TEXT PROVIDED >>
Why I'm backing a cap on benefits
THE House of Lords is doing the heavy legislative lifting at present. It is not that the Commons is idle (committee stage of the Local Government Finance Bill recently and debates on food poverty, youth unemployment, the EU and much besides).
But it is the Lords that is getting its teeth into the legislative programme.
The hottest issue is benefit reform, or more precisely the cap that the Government is proposing on the total level of benefits that a family should be entitled to receive.
The Government has proposed that the cap should be no more than £26,000 a year.
This cap is an untaxed benefit and is equivalent to the receipt of £35,000 a year in taxable earnings. My view is that this is a perfectly reasonable figure to set.
Why should it be that a family on benefits should earn well above average income when many hard-working people are struggling hard to get by on less? Why should we accept a system where for many it pays more to receive benefits than it does to go out and work?
The arguments put forward by some in the Lords (including several bishops) is that the cap will create homeless children and that child benefit should therefore be excluded from the cap calculation – something that would see some families claiming up to £50,000 a year in benefits. My view is that one of the worst things government and the welfare state can do is to discourage work and promote welfare dependency.
As the former Archbishop of Canterbury George Carey recently stated in a stern rebuke to the bishops: "The truth is that the welfare system has gone from the insurance-based safety-net that William Beveridge envisaged in 1942 (designed to tackle the 'Giant Evils' of 'Want, Disease, Ignorance, Squalor and Idleness') to an industry of gargantuan proportions which is fuelling those very vices and impoverishing us all. In the worst-case scenario it traps people into dependency and rewards fecklessness and irresponsibility."
I agree with much of what George Carey says. We spend over £165 billion a year on welfare – that's over 50 per cent more than we spend on the health service, or getting on for £5,000 per working person per year.
I HAVE written before about the Government's support for better broadband coverage in Devon. The importance is clear – the internet is an essential service and in rural areas connection speeds are often woefully lacking. Research I commissioned via the House of Commons Library shows that a third of my constituents have 'low' access rates compared with just 1.8 per cent of people in Hammersmith. The Government, urged on in the Commons by myself and others has provided £30m to support the roll-out of super-fast broadband (20mbps) across Devon and Somerset and this is backed up with £20 million from the two county councils.
I met recently with John Hart, leader of Devon County Council, to discuss how I can help my constituents and local businesses gain the maximum advantage from the funds available.
The answer is to make our voice heard. The council is very sensibly conducting a 'Demand Registration' project whereby local communities, businesses and individuals will have the opportunity to let the council know about the download speeds they are receiving.

Grounding data backed by images
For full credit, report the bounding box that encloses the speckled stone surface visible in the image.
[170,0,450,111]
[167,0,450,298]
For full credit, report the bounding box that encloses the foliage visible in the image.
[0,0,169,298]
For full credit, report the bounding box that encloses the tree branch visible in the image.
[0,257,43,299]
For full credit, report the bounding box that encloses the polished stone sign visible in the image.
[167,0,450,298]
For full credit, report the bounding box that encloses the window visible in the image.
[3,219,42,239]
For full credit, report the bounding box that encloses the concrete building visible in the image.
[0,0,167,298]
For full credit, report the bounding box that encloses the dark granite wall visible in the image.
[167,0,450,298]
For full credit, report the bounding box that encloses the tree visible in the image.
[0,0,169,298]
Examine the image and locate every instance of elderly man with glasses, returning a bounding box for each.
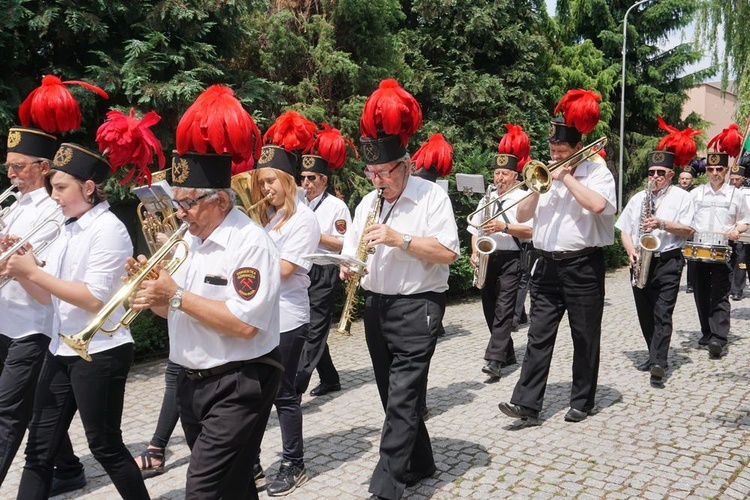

PROBLEM TO SOLVE >> Repeat everything from "Why I'm backing" down to "entitled to receive." in the column on the benefit cap, word for word.

RESULT FOR THIS TASK >>
Why I'm backing a cap on benefits
THE House of Lords is doing the heavy legislative lifting at present. It is not that the Commons is idle (committee stage of the Local Government Finance Bill recently and debates on food poverty, youth unemployment, the EU and much besides).
But it is the Lords that is getting its teeth into the legislative programme.
The hottest issue is benefit reform, or more precisely the cap that the Government is proposing on the total level of benefits that a family should be entitled to receive.